# Start of QUOTED PASSAGE

Firaq Gorakhpuri (1896-1982) is perhaps the tallest Urdu poet of the 20th century. His prolific poetic career spans six decades. He never accepted retirement as Professor of English at Allahabad University. He received several awards and honours during his lifetime. In 1961 he was honoured by the Uttar Pradesh Government and was also the recipient of the Sahitya Akademi award. In 1965 he received the Nehru award and in 1970 the Jnanpith award for his collection Gule-Naghma.

This volume of translation contains a tiny though representative fraction of his awesome and gigantic oeuvre.

About The Author

Noorul Hasan retired as Professor of English from the North-Eastern Hill University (Nehu), Shillong in 2004. He held a Commonwealth Scholarship at the University of Manchester in the UK. His publication include Thomas Hardy: The Sociological Imagination (London: Macmillan, 1982) and articles as well as translations from Urdu in Prestigious journals and literary supplements of dailies.

Foreword

Firaq Gorakhpuri (1896-1982) was one of the greatest Urdu poets of all time. In common critical regard, he is ranked only behind Mir and Ghalib, on par with any other Urdu poet one could care to name, and indeed as superior to most. With the merest twinkle in his eye Firaq himself used to say that Mir, Ghalib and he were the three railway engines of Urdu poetry while all the other poets were just carriages and compartments. Such a statement is, of course, in the best tradition of rhetorical self-praise sanctioned by Urdu poetry to its practitioners and often delightfully expressed in the maqta (the concluding couplet) of ghazals, but in this particular case, the boast may be thought to be not far from the truth.

# End of QUOTED PASSAGE

- PROBLEMS -
A – Answer these questions from the passage on Firaq Gorakhpuri.
(i) Which award did Firaq receive in 1965?
(ii) At which university did Noorul Hasan hold a Commonwealth Scholarship?
(iii) Whom did Firaq name as the three railway engines of Urdu poetry?
B – Transcribe the passage on Firaq Gorakhpuri without change, everything from "About The Author" down to "supplements of dailies.".
The listing that comes after this passage has no part in the work here.

# Start of DATA RECORDS

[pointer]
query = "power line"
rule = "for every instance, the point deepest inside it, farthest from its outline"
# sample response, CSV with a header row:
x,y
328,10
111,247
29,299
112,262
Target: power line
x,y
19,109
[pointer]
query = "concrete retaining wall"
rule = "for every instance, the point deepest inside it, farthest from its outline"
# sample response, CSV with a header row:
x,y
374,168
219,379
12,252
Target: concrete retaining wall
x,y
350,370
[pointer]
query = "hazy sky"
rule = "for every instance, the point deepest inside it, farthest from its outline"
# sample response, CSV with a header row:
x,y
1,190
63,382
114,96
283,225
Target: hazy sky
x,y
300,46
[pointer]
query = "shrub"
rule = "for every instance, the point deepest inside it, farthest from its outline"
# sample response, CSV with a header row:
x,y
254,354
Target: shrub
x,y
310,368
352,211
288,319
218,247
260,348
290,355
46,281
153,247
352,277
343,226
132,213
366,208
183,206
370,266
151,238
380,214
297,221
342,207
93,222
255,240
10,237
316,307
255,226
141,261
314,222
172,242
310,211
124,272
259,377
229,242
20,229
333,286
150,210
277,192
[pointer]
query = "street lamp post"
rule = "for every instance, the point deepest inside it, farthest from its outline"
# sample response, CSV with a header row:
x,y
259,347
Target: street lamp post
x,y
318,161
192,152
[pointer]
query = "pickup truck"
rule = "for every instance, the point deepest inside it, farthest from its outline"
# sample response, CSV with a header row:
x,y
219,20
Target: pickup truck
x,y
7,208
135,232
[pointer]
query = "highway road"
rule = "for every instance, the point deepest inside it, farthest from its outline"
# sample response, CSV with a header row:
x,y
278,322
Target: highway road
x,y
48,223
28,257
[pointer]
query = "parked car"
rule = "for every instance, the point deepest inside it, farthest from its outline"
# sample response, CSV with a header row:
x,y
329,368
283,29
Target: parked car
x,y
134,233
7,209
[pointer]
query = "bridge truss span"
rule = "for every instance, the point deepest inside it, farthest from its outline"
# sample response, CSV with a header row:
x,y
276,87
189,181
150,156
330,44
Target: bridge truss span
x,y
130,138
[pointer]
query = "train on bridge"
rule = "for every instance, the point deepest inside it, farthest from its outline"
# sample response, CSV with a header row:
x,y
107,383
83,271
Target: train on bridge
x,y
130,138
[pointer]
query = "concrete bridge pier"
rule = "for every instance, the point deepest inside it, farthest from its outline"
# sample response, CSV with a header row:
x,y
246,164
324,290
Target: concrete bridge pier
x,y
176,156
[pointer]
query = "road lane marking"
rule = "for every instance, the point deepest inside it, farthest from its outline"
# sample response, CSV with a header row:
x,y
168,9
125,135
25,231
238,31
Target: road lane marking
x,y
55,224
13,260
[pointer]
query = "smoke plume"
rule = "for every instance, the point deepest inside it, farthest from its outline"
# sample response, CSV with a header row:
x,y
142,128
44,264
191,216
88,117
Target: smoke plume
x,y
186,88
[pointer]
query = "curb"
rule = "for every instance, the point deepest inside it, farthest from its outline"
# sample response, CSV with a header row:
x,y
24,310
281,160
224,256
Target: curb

# End of DATA RECORDS

- EXPECTED OUTPUTS -
A –
(i) The Nehru award.
(ii) The University of Manchester in the UK.
(iii) Mir, Ghalib and Firaq himself.

B –
About The Author

Noorul Hasan retired as Professor of English from the North-Eastern Hill University (Nehu), Shillong in 2004. He held a Commonwealth Scholarship at the University of Manchester in the UK. His publication include Thomas Hardy: The Sociological Imagination (London: Macmillan, 1982) and articles as well as translations from Urdu in Prestigious journals and literary supplements of dailies.